Governance/tagging/naming best practices

  • Use consistent labels:
  • env=dev|stage|prod
  • team=data-platform
  • pii=false|true
  • cost-center=1234
  • Define a topic lifecycle process: creation, versioning, deprecation, migration.

12. Security Considerations

Identity and access model

  • Pub/Sub uses IAM for authorization.
  • Common IAM patterns:
  • Grant publish rights on a topic to producer service accounts only.
  • Grant subscribe rights on a subscription to consumer service accounts only.
  • Restrict topic/subscription admin rights to platform/security teams.

Recommended roles (verify exact role names in IAM docs): – roles/pubsub.publisherroles/pubsub.subscriberroles/pubsub.viewerroles/pubsub.admin

Encryption

  • In transit: Pub/Sub uses TLS for API communication.
  • At rest: encrypted by default with Google-managed keys.
  • CMEK (Customer-managed encryption keys): Pub/Sub may support CMEK for certain resources/configurations; availability can vary. Verify CMEK support and setup steps: https://cloud.google.com/pubsub/docs/encryption

Network exposure

  • Pub/Sub is accessed via Google APIs over HTTPS.
  • For subscribers/publishers in VPC environments:
  • Use organization policies and egress controls as needed.
  • Consider VPC Service Controls for data exfiltration risk reduction (verify compatibility and supported services).
  • For push subscriptions:
  • Endpoints must be internet-reachable (or reachable via appropriate networking) and must validate authentication tokens.

Secrets handling

  • Avoid embedding service account keys in code.
  • Prefer:
  • Workload Identity (GKE)
  • Service account attached to Cloud Run / Compute Engine
  • Short-lived credentials via ADC (Application Default Credentials)
  • Use Secret Manager for application secrets unrelated to Pub/Sub credentials.

Audit/logging

  • Use Cloud Audit Logs to track:
  • Topic/subscription creation/deletion
  • IAM policy changes
  • Schema changes (if used)
  • Consider enabling and routing logs to a central logging project if you operate at scale.

Compliance considerations

  • For regulated data, validate:
  • Data residency/location controls (message storage policies)
  • Retention duration and deletion behavior
  • Access boundaries (projects, folders, org policies, VPC-SC)
  • Pub/Sub is often part of a larger compliance story; ensure downstream systems also comply.

Common security mistakes

  • Granting roles/pubsub.admin broadly to developers and workloads
  • Using a single shared service account for many services
  • Push endpoints without authentication/authorization
  • Publishing sensitive payloads without classification and retention controls
  • No monitoring for DLQ growth (can hide attacks or data quality failures)

Secure deployment recommendations

  • Use separate projects for dev/test/prod.
  • Use per-team topics only when boundaries matter; otherwise central platform-managed topics with strict IAM.
  • Enforce schema validation for critical event domains.
  • Use DLQs and alerts to detect abnormal failure patterns.

13. Limitations and Gotchas

Always confirm details in official docs because limits and behaviors can change.
+++
Continue the Pub/Sub guide after its closing sentence, "Always confirm details in official docs because limits and behaviors can change."

A run of lines
+++
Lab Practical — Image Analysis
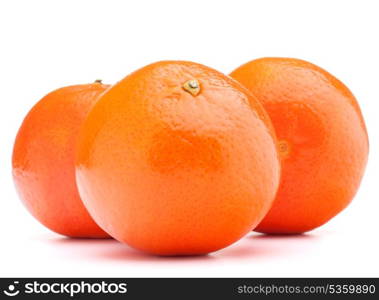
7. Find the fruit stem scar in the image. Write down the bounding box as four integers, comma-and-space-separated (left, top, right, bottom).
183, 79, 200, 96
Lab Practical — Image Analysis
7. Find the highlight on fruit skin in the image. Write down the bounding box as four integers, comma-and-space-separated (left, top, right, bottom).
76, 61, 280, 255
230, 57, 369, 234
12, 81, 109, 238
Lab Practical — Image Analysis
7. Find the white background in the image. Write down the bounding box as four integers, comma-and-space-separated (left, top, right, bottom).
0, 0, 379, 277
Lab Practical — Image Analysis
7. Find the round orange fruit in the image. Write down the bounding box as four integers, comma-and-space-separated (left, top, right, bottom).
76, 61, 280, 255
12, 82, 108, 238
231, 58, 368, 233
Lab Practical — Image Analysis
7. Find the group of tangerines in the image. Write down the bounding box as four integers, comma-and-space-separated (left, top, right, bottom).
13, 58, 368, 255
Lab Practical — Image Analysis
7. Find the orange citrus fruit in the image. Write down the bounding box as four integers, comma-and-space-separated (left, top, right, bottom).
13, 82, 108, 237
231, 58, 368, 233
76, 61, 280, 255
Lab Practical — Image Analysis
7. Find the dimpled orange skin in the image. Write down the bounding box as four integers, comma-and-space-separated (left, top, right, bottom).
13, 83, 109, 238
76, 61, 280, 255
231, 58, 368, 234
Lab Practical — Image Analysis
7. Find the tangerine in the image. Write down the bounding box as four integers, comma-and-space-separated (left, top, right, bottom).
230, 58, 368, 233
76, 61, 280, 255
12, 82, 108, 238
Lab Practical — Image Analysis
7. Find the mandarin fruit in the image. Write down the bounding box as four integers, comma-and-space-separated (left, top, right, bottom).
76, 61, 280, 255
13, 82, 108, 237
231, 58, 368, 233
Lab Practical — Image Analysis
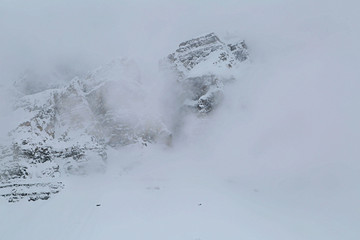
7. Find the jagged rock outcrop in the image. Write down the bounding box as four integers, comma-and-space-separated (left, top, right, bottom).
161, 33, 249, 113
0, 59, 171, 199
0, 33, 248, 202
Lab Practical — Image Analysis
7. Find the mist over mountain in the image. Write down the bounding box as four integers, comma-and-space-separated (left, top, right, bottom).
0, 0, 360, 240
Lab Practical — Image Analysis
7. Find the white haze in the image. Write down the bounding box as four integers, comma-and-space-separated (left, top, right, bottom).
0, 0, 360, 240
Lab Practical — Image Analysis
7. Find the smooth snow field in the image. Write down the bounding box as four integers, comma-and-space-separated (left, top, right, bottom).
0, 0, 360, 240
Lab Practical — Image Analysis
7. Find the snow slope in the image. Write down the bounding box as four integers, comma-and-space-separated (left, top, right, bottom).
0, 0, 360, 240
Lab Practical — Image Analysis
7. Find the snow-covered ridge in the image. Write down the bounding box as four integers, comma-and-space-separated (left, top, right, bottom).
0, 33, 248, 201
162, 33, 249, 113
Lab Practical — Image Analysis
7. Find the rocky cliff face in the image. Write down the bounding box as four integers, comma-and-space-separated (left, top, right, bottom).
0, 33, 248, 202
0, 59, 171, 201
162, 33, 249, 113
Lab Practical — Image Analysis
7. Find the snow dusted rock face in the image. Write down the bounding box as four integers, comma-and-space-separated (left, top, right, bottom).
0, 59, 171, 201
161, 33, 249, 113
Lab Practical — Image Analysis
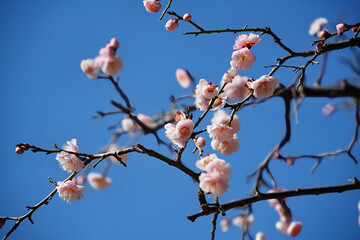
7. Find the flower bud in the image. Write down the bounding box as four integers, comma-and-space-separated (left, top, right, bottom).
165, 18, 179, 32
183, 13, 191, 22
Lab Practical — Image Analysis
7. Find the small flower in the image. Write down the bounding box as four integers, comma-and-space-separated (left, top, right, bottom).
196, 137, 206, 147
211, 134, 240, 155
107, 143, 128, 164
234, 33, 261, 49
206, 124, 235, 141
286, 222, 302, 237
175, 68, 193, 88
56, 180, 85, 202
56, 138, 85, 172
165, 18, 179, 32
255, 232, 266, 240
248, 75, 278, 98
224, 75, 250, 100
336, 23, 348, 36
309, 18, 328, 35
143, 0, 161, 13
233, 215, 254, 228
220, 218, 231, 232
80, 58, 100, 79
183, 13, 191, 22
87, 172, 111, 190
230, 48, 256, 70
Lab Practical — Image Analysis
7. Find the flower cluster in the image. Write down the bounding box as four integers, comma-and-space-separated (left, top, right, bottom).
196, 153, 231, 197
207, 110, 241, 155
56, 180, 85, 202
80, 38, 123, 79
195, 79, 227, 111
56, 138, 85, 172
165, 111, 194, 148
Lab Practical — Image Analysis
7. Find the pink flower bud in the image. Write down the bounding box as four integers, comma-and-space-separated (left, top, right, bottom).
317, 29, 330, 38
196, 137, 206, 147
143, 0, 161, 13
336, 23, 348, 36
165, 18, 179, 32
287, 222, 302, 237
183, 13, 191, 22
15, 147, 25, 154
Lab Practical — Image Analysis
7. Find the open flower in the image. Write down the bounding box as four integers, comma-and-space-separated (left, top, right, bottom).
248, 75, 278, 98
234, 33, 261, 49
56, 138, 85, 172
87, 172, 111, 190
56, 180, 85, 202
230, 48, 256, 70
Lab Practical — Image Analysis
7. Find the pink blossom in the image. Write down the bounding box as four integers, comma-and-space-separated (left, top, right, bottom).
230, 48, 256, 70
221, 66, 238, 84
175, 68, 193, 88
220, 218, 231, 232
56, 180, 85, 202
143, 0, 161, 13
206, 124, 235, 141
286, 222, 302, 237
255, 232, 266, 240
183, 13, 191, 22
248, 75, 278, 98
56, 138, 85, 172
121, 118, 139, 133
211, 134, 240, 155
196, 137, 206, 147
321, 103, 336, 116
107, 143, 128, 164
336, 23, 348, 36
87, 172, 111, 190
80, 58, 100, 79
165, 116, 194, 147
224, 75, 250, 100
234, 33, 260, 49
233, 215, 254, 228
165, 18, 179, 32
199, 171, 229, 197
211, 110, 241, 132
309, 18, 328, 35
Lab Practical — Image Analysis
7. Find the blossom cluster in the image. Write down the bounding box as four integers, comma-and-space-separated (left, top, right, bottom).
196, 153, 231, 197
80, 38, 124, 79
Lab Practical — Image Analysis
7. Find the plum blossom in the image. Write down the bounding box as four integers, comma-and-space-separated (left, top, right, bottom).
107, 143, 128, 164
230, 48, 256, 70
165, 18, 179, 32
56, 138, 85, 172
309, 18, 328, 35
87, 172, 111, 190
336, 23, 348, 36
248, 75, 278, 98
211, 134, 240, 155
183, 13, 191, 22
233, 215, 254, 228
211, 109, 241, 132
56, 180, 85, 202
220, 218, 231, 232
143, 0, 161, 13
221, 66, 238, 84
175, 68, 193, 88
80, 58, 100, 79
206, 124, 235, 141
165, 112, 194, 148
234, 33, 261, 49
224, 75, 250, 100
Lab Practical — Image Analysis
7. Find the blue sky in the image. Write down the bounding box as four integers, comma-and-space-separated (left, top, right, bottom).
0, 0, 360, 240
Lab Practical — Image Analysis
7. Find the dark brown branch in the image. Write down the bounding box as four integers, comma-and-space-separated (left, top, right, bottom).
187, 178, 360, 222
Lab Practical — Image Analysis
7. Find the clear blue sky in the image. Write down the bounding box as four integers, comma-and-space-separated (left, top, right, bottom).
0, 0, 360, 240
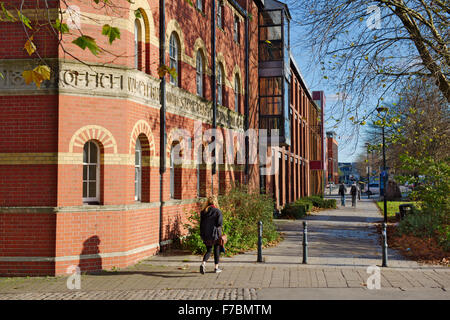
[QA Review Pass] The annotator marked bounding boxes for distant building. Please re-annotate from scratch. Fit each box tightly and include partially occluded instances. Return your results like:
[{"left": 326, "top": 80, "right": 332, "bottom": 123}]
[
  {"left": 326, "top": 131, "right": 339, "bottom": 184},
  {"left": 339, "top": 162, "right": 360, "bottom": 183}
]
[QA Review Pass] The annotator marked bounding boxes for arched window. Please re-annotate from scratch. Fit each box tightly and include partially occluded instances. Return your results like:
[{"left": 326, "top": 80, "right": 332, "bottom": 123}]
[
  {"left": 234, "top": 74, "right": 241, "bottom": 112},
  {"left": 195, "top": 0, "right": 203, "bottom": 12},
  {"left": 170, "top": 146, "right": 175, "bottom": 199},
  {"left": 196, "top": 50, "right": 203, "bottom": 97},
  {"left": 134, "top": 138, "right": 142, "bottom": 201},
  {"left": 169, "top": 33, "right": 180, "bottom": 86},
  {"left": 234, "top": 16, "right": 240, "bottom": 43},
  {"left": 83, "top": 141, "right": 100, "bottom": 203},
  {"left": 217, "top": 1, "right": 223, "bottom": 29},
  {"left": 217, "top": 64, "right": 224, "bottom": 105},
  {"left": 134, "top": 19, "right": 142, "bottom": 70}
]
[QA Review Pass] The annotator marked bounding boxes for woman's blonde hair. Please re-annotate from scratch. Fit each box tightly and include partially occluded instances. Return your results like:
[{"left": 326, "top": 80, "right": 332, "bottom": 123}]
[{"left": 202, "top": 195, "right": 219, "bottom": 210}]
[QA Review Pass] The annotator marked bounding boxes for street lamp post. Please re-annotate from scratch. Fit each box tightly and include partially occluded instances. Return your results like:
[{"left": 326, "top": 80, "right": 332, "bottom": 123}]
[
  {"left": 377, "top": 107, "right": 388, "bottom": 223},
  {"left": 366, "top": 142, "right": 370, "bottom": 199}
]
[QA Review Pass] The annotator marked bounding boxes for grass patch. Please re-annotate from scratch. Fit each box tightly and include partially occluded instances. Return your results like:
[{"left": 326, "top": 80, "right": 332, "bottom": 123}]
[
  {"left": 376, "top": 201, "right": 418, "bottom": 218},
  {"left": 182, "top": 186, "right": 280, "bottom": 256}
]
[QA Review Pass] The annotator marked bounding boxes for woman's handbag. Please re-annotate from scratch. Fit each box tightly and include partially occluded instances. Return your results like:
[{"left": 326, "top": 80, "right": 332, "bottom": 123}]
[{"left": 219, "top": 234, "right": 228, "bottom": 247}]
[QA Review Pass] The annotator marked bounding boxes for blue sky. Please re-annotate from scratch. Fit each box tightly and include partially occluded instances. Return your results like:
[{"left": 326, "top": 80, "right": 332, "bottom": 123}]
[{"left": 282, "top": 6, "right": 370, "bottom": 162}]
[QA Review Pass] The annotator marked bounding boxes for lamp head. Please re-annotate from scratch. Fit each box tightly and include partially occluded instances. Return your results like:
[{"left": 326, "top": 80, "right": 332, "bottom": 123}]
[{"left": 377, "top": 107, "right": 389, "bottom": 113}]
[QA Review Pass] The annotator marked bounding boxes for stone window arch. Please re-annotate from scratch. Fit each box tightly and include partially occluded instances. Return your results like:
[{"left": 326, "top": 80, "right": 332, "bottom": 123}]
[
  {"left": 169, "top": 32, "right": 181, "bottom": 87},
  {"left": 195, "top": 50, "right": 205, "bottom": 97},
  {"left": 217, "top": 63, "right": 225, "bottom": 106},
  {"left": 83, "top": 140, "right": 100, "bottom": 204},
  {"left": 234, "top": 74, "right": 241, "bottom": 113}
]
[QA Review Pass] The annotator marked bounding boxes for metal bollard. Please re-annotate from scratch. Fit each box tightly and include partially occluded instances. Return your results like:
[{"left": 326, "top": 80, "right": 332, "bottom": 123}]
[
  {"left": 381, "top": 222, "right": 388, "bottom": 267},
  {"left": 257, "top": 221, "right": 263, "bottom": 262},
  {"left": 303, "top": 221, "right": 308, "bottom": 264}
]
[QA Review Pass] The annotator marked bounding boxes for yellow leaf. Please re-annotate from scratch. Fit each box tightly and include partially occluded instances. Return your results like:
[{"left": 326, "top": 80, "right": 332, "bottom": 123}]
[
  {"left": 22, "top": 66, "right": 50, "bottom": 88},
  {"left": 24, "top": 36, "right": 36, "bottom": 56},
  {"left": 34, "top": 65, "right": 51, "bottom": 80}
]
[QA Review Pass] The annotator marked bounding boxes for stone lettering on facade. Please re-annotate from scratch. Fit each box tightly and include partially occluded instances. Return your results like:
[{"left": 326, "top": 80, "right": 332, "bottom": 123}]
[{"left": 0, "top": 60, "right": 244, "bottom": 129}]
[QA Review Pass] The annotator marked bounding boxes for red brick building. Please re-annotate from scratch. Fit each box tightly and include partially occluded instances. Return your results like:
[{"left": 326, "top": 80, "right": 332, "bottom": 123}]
+++
--- Answer ---
Known limitations / common constraints

  • Message size limits exist (payload + attributes). Verify current max size: https://cloud.google.com/pubsub/quotas
  • At-least-once delivery means duplicates are possible unless exactly-once delivery is enabled and used correctly (and even then, end-to-end exactly-once processing is not automatic).
  • Ordering is per ordering key; ordering across different keys is not guaranteed.
  • Retention is not archival: Pub/Sub is not designed as a long-term event store.

Quotas

  • Quotas exist for:
  • publish rate, pull rate
  • subscriptions per topic, topics per project
  • outstanding messages/bytes
  • Review and request increases where needed: https://cloud.google.com/pubsub/quotas

Regional constraints

  • Location/residency features and CMEK may have constraints.
  • Cross-region subscribers can incur egress costs and add latency.
  • Verify Pub/Sub location guidance: https://cloud.google.com/pubsub/docs/locations

Pricing surprises

  • Fan-out multiplies delivery volume costs.
  • Retention and replay can increase storage and delivery charges.
  • Retries due to failing subscribers can significantly increase delivery volume.

Compatibility issues

  • Some features depend on client library versions (exactly-once delivery support, flow control behavior).
  • Always pin and update client libraries carefully in production.

Operational gotchas

  • Poor ack handling causes redeliveries and cost spikes.
  • Misconfigured push endpoints can cause repeated delivery attempts.
  • DLQ without alerting can silently accumulate failures.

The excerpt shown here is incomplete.